◆ Compiti da svolgere
1. Rinomina "medicina contemporanea" in "medicina moderna" e riporta il brano sulla riabilitazione sportiva a partire da "Riabilitazione: clinica incentrata" fino a "e della terapia.".
2. Rispondi a queste domande sul brano sulla riabilitazione sportiva.
(a) A chi viene attribuita la frase secondo cui l'essenza della clinica è il dialogo fra il medico e il suo paziente?
(b) Come si chiamano le cellule del tessuto cartilagineo?
(c) Su quale approccio è fondata la medicina contemporanea?

◆ Brano citato

──────────────────────────────

Gli infortuni sportivi sono molto diffusi nel mondo tra gli atleti professionisti e tra gli sportivi amatoriali. Un trauma fisico, derivante da un infortunio o da un incidente, comporta necessariamente una risposta anche sul piano psichico: mente e corpo sono un tutt’uno inscindibile.
Quello che accade a livello fisico ha una relazione con ciò che accade a livello psicologico e viceversa. Il funzionamento cerebrale implica infatti il costante coinvolgimento delle emozioni in qualsiasi atto umano, dalla più semplice percezione all’esecuzione di un banale movimento.
Nel caso della traumatologia sportiva, l’infortunio presenta uno stress peculiare con caratteristiche e richieste specifiche in relazione alle esigenze sportive personali.
Quando si affronta un percorso di riabilitazione a causa di un trauma fisico, di qualunque entità esso sia, si attivano quindi delle reazioni psicologiche emotive, comportamentali e relazionali. Qual è dunque l’approccio riabilitativo ottimale nei traumi da attività sportiva?
Riabilitazione: clinica incentrata sul paziente e recupero globale
La medicina contemporanea, fondata su un approccio tecnico ‘evidence based’, centrato sulla cura della malattia, ha rivelato, accanto agli indubbi progressi scientifici, i limiti in termini di soddisfazione del paziente e di esiti clinici complessivi. Limiti dovuti al trascurare la relazione come fondamento della diagnosi e della terapia.
Negli ultimi anni la metodologia clinica si sta evolvendo verso una visione centrata sul paziente e sul suo vissuto che restituisce la giusta importanza e dignità alla componente psicologica, relazionale e sociale della pratica medica. L’essenza della clinica è ‘il dialogo fra il medico ed il suo paziente, fra l’occhio della medicina e la voce del sintomo’ (Foucault).
Su queste premesse deve necessariamente poggiare l’approccio terapeutico ottimale della riabilitazione nello sport. Un trauma o una patologia provocano una lesione globale del sistema mente-corpo, creando la necessità di ricostruire la funzione nei suoi inscindibili aspetti fisici e psichici. Pensiamo, ad esempio, a un caso di trapianto della cartilagine o di ricostruzione di un legamento crociato: i condrociti (le cellule del tessuto cartilagineo) o il nuovo legamento, utilizzati in questi interventi, fanno parte di un tessuto che, a sua volta, è parte di un’articolazione che appartiene a una persona colpita nella propria integrità psicofisica. Se l’intervento riabilitativo si limitasse a ripristinare la funzione meccanica si lascerebbe alla fortuna, o alle doti della persona infortunata, il compito di curare il recupero della funzione emotiva. In caso contrario, l’adozione di specifiche tecniche psicologiche può garantire, parallelamente alle fasi del recupero sul piano motorio, la progressiva guarigione della ferita psicologica inevitabilmente connessa al trauma, portando al recupero della forza emotiva necessaria alla ripresa dell’attività sportiva. Questo approccio globale consente anche all’atleta o allo sportivo di godere di un ulteriore vantaggio: quello di acquisire una maggiore consapevolezza e capacità di gestione del proprio funzionamento sul piano psichico, con indubbie ricadute sul piano dell’efficacia nell’attività sportiva.

──────────────────────────────

◆ Materiale estratto
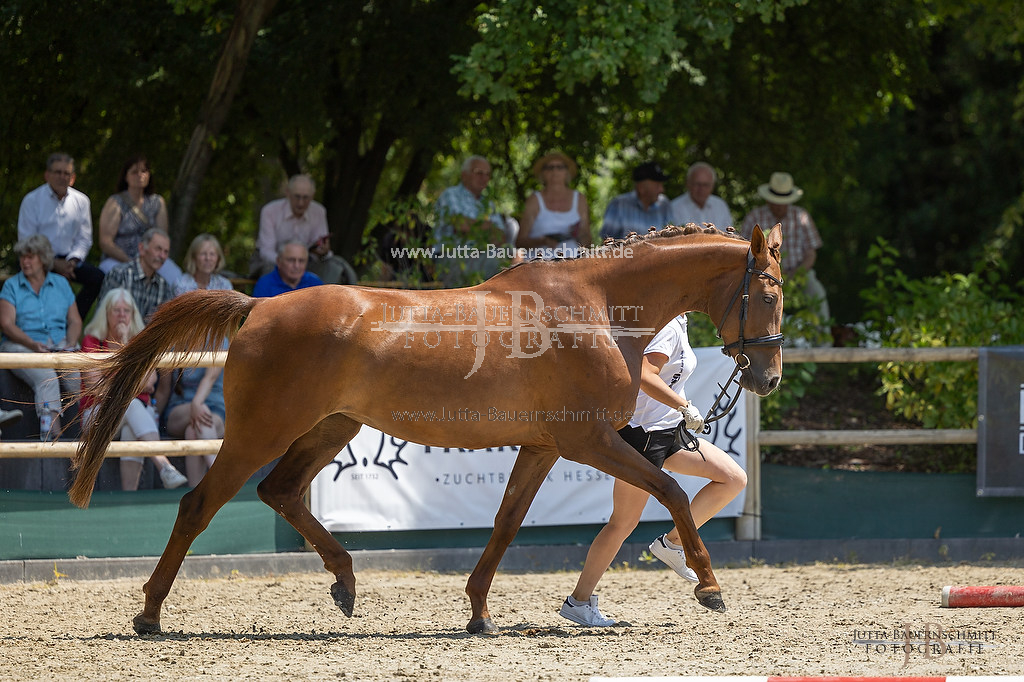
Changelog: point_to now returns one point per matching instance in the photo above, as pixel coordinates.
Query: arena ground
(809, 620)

──────────────────────────────

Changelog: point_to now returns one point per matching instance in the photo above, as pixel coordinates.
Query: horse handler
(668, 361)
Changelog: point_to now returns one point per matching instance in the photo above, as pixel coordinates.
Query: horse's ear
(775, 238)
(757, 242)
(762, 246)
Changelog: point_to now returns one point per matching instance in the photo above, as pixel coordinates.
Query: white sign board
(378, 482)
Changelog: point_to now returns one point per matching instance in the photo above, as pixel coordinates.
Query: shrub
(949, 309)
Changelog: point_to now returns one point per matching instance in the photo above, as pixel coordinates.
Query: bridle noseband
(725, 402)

──────────────────────────────

◆ Risposte
1.
Riabilitazione: clinica incentrata sul paziente e recupero globale
La medicina moderna, fondata su un approccio tecnico ‘evidence based’, centrato sulla cura della malattia, ha rivelato, accanto agli indubbi progressi scientifici, i limiti in termini di soddisfazione del paziente e di esiti clinici complessivi. Limiti dovuti al trascurare la relazione come fondamento della diagnosi e della terapia.

2.
(a) A Foucault.
(b) Condrociti.
(c) Su un approccio tecnico "evidence based", centrato sulla cura della malattia.